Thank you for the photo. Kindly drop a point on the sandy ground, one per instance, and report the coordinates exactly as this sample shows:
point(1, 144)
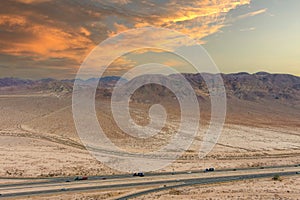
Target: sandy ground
point(38, 139)
point(287, 188)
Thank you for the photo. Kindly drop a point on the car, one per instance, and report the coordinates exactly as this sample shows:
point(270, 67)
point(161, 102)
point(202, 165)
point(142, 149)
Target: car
point(140, 174)
point(80, 178)
point(209, 169)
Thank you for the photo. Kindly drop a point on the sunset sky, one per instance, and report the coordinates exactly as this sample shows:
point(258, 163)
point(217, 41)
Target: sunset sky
point(51, 38)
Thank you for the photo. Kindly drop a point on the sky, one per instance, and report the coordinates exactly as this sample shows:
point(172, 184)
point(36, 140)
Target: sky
point(51, 38)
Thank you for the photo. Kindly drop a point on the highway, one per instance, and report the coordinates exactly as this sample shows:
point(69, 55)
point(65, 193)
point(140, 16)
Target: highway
point(155, 181)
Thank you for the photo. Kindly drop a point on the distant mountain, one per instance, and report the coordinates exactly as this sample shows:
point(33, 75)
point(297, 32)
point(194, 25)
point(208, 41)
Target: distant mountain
point(6, 82)
point(244, 86)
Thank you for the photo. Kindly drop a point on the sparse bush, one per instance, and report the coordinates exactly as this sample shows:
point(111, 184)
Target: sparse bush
point(276, 178)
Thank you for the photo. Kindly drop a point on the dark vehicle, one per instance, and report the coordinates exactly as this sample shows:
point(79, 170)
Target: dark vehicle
point(80, 178)
point(209, 169)
point(140, 174)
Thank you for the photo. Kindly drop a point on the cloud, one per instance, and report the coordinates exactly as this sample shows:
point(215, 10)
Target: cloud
point(254, 13)
point(46, 29)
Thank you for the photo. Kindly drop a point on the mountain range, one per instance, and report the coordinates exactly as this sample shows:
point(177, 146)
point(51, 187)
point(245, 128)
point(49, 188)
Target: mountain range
point(245, 86)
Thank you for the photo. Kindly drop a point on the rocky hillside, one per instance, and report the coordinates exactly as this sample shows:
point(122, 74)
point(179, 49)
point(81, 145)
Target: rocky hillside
point(243, 86)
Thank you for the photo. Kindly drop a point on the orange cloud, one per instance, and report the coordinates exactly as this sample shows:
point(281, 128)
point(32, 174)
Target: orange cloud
point(42, 40)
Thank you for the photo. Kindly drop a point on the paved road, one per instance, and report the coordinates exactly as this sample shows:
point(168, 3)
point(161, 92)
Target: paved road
point(208, 181)
point(178, 179)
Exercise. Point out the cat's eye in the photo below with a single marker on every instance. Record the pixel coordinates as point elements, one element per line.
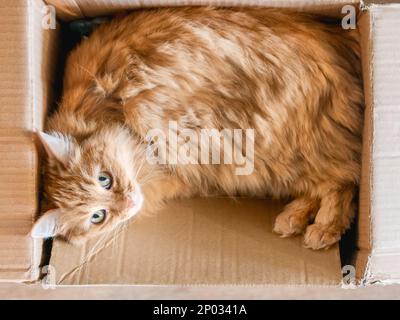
<point>98,216</point>
<point>105,180</point>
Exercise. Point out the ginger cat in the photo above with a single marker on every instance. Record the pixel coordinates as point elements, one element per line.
<point>291,79</point>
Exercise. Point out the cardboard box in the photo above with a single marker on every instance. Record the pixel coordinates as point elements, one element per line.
<point>212,241</point>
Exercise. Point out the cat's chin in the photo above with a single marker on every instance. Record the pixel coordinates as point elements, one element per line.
<point>138,200</point>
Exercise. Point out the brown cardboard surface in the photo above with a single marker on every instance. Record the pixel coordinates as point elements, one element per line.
<point>364,214</point>
<point>24,88</point>
<point>199,241</point>
<point>72,9</point>
<point>17,160</point>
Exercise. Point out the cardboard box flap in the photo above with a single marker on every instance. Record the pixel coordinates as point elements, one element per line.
<point>24,79</point>
<point>384,262</point>
<point>73,9</point>
<point>18,189</point>
<point>200,241</point>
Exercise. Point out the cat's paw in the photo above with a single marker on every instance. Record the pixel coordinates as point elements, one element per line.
<point>318,236</point>
<point>290,223</point>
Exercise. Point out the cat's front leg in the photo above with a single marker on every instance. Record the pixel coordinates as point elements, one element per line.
<point>296,216</point>
<point>332,220</point>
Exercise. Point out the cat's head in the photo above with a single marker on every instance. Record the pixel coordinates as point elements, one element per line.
<point>91,185</point>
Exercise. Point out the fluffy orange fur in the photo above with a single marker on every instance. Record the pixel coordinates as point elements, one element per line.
<point>293,79</point>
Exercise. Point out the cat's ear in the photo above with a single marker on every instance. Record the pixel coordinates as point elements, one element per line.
<point>46,226</point>
<point>57,146</point>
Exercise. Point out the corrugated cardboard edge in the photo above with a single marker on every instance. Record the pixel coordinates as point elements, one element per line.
<point>74,9</point>
<point>39,77</point>
<point>371,274</point>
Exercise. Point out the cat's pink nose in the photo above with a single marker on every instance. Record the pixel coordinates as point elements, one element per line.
<point>129,202</point>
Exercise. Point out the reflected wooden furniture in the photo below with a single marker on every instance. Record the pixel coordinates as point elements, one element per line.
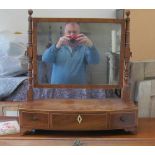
<point>145,136</point>
<point>79,115</point>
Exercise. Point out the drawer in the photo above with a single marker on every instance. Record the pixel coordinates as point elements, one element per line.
<point>34,119</point>
<point>79,121</point>
<point>122,119</point>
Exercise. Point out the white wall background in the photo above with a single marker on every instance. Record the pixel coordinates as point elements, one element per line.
<point>16,19</point>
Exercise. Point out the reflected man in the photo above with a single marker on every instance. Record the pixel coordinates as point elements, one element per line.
<point>70,56</point>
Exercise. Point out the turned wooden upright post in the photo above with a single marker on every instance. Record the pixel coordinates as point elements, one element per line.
<point>30,55</point>
<point>126,85</point>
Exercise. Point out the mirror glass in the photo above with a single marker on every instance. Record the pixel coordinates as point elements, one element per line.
<point>78,53</point>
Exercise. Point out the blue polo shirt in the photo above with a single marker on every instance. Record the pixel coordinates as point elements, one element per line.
<point>69,64</point>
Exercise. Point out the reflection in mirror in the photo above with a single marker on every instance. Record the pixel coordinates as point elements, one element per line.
<point>78,53</point>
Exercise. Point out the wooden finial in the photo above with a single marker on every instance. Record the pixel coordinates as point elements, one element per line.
<point>30,12</point>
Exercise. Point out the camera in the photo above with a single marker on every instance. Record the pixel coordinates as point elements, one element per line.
<point>73,38</point>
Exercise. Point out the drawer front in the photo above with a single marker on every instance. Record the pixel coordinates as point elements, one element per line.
<point>122,119</point>
<point>79,121</point>
<point>34,119</point>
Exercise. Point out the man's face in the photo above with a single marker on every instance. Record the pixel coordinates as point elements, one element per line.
<point>72,28</point>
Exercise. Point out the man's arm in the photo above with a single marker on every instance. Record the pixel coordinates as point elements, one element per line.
<point>49,56</point>
<point>92,55</point>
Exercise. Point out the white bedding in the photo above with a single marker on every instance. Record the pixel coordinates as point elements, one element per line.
<point>13,66</point>
<point>12,51</point>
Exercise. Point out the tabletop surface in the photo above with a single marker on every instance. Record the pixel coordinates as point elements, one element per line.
<point>145,136</point>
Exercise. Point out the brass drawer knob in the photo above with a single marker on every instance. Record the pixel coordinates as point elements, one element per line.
<point>79,119</point>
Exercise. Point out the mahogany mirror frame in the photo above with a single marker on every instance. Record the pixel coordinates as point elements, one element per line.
<point>124,53</point>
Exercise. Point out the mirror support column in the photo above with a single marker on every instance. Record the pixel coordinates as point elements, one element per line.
<point>30,55</point>
<point>127,55</point>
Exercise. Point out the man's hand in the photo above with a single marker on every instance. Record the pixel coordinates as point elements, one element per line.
<point>62,41</point>
<point>83,39</point>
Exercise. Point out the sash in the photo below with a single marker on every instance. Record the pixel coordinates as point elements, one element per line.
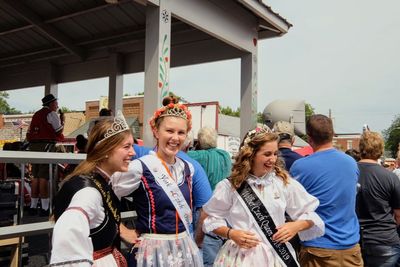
<point>170,187</point>
<point>254,206</point>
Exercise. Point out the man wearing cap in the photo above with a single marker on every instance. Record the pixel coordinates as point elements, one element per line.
<point>44,131</point>
<point>285,130</point>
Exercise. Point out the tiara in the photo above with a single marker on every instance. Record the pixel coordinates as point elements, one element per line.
<point>255,132</point>
<point>173,110</point>
<point>119,125</point>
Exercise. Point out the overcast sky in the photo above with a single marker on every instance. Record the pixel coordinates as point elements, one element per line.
<point>339,55</point>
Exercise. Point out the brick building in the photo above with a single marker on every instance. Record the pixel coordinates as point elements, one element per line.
<point>132,108</point>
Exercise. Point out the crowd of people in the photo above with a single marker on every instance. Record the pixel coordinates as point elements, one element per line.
<point>200,207</point>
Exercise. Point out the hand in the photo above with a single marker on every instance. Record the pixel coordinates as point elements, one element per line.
<point>286,232</point>
<point>127,235</point>
<point>244,239</point>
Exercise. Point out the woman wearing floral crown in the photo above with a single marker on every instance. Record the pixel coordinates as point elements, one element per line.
<point>87,212</point>
<point>161,184</point>
<point>253,201</point>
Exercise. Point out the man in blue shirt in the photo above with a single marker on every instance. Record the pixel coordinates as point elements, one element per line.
<point>331,176</point>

• **TASK GOAL**
Repeat only the lines between the top of the entries above and the line containing "point(161, 102)", both ends included, without the pictures.

• **RESULT FOR THIS EXERCISE**
Thank you for the photo. Kindly drop a point on the sandy ground, one per instance, and report the coordinates exactly as this sample shows:
point(1, 144)
Target: sandy ground
point(38, 139)
point(287, 188)
Thank you for the photo. Kindly drop a point on the car, one per instance, and report the coordinates exactly as this sample shows:
point(270, 67)
point(161, 102)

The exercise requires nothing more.